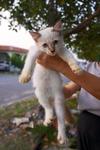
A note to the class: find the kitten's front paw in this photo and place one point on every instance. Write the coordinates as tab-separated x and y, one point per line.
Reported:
48	121
75	68
24	77
62	139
· · · · ·
Filter the items above, copying each line that contains the string "kitten".

### Task answer:
A note to the class: find the kitten's front paw in this photo and place one point on every instance. Write the coordinates as tab-separated x and y, one point per line.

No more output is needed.